BEGIN Records for this task

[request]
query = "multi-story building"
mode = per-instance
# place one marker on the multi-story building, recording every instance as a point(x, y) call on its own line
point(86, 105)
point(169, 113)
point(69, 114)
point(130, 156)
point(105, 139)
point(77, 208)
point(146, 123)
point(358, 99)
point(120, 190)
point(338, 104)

END Records for this task

Extract the full listing and reproduce each line exactly.

[request]
query = "multi-story building"
mode = per-instance
# place one marker on the multi-story building, recording every instance as a point(x, y) call on its own line
point(86, 105)
point(169, 113)
point(69, 114)
point(130, 156)
point(105, 139)
point(77, 208)
point(146, 123)
point(358, 99)
point(120, 190)
point(338, 104)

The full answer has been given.